Such dynamics not only have an “impact on the identification of Covid-19 cases” but has also lead to “discriminatory service provision, growing intercommunal distrust, political violence or arbitrary measures, as well as rendering migrants afraid to access services”, the study, titled “Populations at risk: Implications of COVID-19 for hunger, migration and displacement”, says.
Referring to India in particular, the study underlines, “In India, the United Nations Special Rapporteurs on the right to housing and on extreme poverty have highlighted the stigmatization as ‘virus carriers’ of the more than 100 million internal migrant workers in the country.”
It adds, “The spread of rumours and disbelief in some communities about the pandemic, coupled with weak or non-existent inclusive and accessible information on Covid-19 transmission, may further expose vulnerable, minority and marginalized populations to the transmission of the virus.”
Noting how this has happened in several countries, the study, without referring to the Tablighi event in India, states, “Migrants are used as scapegoats as carriers of the virus and as a result, suffer exclusion and violence. In addition to the forced removals, fears about Covid-19 have led to migrants experiencing verbal and physical harassment, increased detention and movement restrictions.”
Coming to internally displaced persons (IDPs), the study says, across the world, “by December 2019, the total number of IDPs had reached its highest ever point and included 45.7 million people displaced as a result of conflict and violence and 5.1 million who remained displaced as a result of disasters, due to weather-related and natural hazards.”

→ **Exercise A**
According to the passage on Covid-19 and migration, which kinds of populations may be further exposed to transmission of the virus? List them all.
→ **Exercise B**
Translate this sentence from the passage on Covid-19 and migration into Spanish: "Migrants are used as scapegoats as carriers of the virus and as a result, suffer exclusion and violence."

→ **Raw data**
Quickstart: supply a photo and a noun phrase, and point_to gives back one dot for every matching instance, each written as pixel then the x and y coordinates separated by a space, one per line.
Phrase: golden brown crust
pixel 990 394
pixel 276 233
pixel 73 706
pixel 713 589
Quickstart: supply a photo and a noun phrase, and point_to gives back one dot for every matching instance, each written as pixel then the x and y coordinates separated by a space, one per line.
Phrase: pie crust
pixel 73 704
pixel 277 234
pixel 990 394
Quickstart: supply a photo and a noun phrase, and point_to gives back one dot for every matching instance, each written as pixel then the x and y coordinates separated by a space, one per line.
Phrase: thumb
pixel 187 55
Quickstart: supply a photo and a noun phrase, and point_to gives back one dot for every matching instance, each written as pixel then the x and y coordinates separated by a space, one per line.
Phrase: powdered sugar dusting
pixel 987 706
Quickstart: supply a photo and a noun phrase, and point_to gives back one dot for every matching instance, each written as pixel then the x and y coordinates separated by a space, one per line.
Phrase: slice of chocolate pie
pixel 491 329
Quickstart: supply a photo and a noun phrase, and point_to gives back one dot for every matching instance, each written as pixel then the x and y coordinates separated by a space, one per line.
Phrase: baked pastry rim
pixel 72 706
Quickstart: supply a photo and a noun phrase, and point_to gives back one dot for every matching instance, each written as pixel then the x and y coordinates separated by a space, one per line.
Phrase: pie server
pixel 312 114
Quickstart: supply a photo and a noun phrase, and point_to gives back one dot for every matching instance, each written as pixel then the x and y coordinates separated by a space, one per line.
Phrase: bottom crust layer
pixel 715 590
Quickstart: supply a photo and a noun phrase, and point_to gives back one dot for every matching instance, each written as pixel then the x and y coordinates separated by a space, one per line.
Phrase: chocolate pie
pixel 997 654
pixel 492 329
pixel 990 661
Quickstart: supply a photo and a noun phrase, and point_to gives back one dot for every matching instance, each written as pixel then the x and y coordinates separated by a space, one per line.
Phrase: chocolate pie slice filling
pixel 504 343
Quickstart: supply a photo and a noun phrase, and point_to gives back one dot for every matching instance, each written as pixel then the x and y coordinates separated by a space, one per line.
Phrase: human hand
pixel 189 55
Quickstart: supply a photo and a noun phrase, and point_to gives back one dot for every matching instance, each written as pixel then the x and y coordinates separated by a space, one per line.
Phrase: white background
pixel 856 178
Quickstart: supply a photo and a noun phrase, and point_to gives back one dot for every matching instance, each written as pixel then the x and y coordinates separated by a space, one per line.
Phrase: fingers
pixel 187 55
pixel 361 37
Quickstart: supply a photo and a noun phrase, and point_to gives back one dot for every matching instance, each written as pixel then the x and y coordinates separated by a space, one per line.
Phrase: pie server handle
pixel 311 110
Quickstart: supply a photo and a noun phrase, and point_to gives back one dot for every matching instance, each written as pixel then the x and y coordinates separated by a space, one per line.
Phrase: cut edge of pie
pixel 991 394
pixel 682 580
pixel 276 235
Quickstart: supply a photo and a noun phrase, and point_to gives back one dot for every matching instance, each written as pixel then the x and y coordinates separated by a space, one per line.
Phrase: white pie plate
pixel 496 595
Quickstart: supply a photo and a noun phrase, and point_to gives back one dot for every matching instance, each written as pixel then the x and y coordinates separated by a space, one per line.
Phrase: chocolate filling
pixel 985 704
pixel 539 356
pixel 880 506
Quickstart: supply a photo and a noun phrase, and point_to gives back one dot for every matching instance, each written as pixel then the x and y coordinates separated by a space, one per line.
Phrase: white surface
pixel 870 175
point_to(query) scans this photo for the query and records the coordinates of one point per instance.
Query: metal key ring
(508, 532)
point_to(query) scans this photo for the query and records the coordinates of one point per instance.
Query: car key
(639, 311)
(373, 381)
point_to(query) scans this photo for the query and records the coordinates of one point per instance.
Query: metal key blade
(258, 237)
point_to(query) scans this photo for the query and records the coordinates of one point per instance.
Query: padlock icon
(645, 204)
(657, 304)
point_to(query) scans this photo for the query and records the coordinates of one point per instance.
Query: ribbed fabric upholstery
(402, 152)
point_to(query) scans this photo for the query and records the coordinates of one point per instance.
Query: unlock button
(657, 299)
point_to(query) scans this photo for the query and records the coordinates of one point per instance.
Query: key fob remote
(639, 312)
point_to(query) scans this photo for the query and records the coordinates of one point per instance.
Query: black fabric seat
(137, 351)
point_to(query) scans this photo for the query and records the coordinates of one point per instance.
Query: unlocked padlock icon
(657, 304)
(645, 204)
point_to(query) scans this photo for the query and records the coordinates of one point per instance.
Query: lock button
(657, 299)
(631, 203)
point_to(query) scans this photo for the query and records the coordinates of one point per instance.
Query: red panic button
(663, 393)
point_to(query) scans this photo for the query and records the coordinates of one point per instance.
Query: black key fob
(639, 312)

→ **Worked solution A**
Vulnerable populations
Minority populations
Marginalized populations

→ **Worked solution B**
Los migrantes son utilizados como chivos expiatorios en calidad de portadores del virus y, como resultado, sufren exclusión y violencia.